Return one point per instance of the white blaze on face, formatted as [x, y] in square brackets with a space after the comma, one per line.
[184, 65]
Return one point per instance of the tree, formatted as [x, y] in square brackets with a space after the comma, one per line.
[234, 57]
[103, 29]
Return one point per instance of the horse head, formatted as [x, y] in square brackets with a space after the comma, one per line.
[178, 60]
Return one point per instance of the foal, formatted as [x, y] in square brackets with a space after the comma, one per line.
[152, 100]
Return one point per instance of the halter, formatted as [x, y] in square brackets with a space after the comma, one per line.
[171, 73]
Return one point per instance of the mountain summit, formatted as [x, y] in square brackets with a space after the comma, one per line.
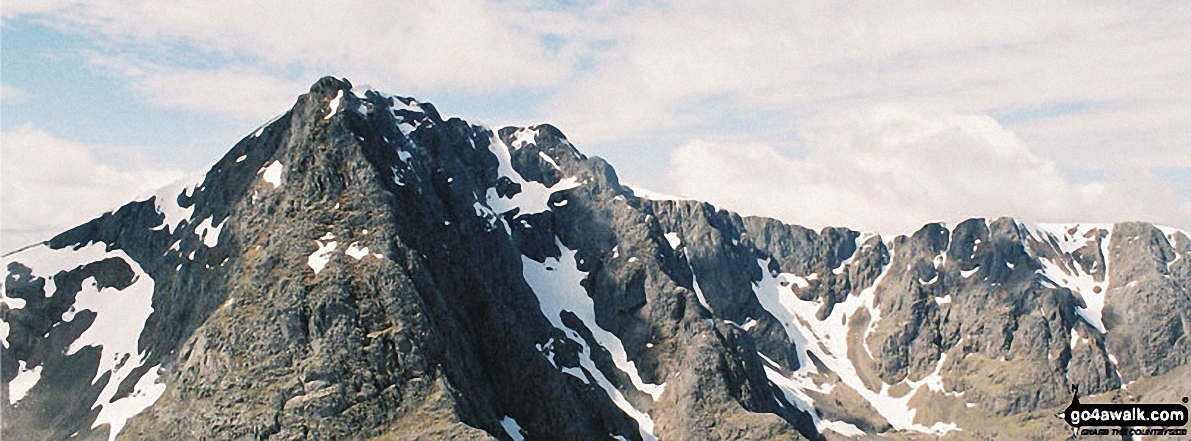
[362, 268]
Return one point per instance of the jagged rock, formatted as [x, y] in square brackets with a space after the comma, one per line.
[362, 268]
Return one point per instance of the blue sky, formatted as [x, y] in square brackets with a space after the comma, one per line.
[820, 113]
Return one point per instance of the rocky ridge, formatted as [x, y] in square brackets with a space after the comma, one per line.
[363, 268]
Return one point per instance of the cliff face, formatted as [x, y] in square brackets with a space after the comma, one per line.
[361, 268]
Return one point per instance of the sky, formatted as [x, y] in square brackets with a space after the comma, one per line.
[879, 117]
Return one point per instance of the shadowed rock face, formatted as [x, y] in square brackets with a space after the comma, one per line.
[362, 268]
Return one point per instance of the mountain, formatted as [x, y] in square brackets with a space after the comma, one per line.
[362, 268]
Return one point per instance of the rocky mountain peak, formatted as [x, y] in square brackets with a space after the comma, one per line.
[362, 268]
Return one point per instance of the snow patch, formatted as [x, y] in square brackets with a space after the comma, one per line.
[120, 316]
[318, 260]
[334, 105]
[532, 198]
[524, 137]
[273, 173]
[674, 241]
[209, 234]
[512, 428]
[356, 252]
[25, 380]
[828, 341]
[556, 284]
[1070, 274]
[166, 202]
[650, 194]
[549, 160]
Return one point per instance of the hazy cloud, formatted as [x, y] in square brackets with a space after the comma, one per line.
[49, 184]
[891, 171]
[12, 94]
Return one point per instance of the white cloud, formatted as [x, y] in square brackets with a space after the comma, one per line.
........
Exercise - Please output all of the entries exactly as they appear, with no pictures.

Response to this exercise -
Return one point per instance of the white blaze on face, formatted as [x, y] in square brackets with a space after the comma, one per line.
[184, 65]
Return one point per instance of the tree, formatted as [x, y] in square brackets with a space after the comma, one per line.
[234, 57]
[103, 29]
Return one point per instance of the horse head, formatted as [x, y] in square brackets with a space after the comma, one per line.
[178, 60]
Return one point per instance of the foal, formatted as [x, y] in square brackets with a space after the comma, one per line.
[152, 100]
Return one point per instance of the halter, formatted as [x, y] in square brackets with a space after the comma, one per line.
[171, 73]
Return one point per instance of the mountain summit, formatted as [x, y] in square brackets with a space after the comma, one per line.
[362, 268]
Return one point per instance of the jagged rock, formatted as [x, y] in square brackets with a space after the comma, one per line.
[362, 268]
Return one point per instance of the blue sky, formatted as [x, y] in square brackets with a space after the comma, one per line.
[820, 113]
Return one point per instance of the rocky ridge, formatted as [x, y] in square brackets with a space after the comma, one per line.
[363, 268]
Return one point per instance of the cliff face, formatted as [x, y] in square brackets with a space after the comma, one per line.
[361, 268]
Return one point per instance of the sky, formatted as [x, y] in square brackets with a space after the comma, one per line.
[879, 117]
Return one point per instance of the shadowed rock face, formatted as [x, y] in square brackets with a space after the comma, one per line.
[362, 268]
Return one point per instance of the mountain, formatted as [x, y] in square brackets with a space after the comma, one per line.
[362, 268]
Return one point per instance of the rocky mountain peak, formatted as [x, y] in square brackets with a space after the comma, one per line.
[362, 268]
Return one point per instance of the snow patch, formatted as [x, y] in square brackets with a space after the comma, one per line.
[120, 316]
[318, 260]
[334, 105]
[532, 198]
[524, 137]
[273, 173]
[674, 241]
[209, 234]
[512, 428]
[356, 252]
[25, 380]
[828, 341]
[556, 284]
[1070, 274]
[166, 202]
[650, 194]
[549, 160]
Return one point per instance of the hazy cloud, formatted as [x, y] in square brackets with a space after the comma, one per line.
[49, 184]
[891, 171]
[12, 94]
Return one point per instance of the white cloud, formatted as [x, y] in square brackets with a space after the comma, one per line.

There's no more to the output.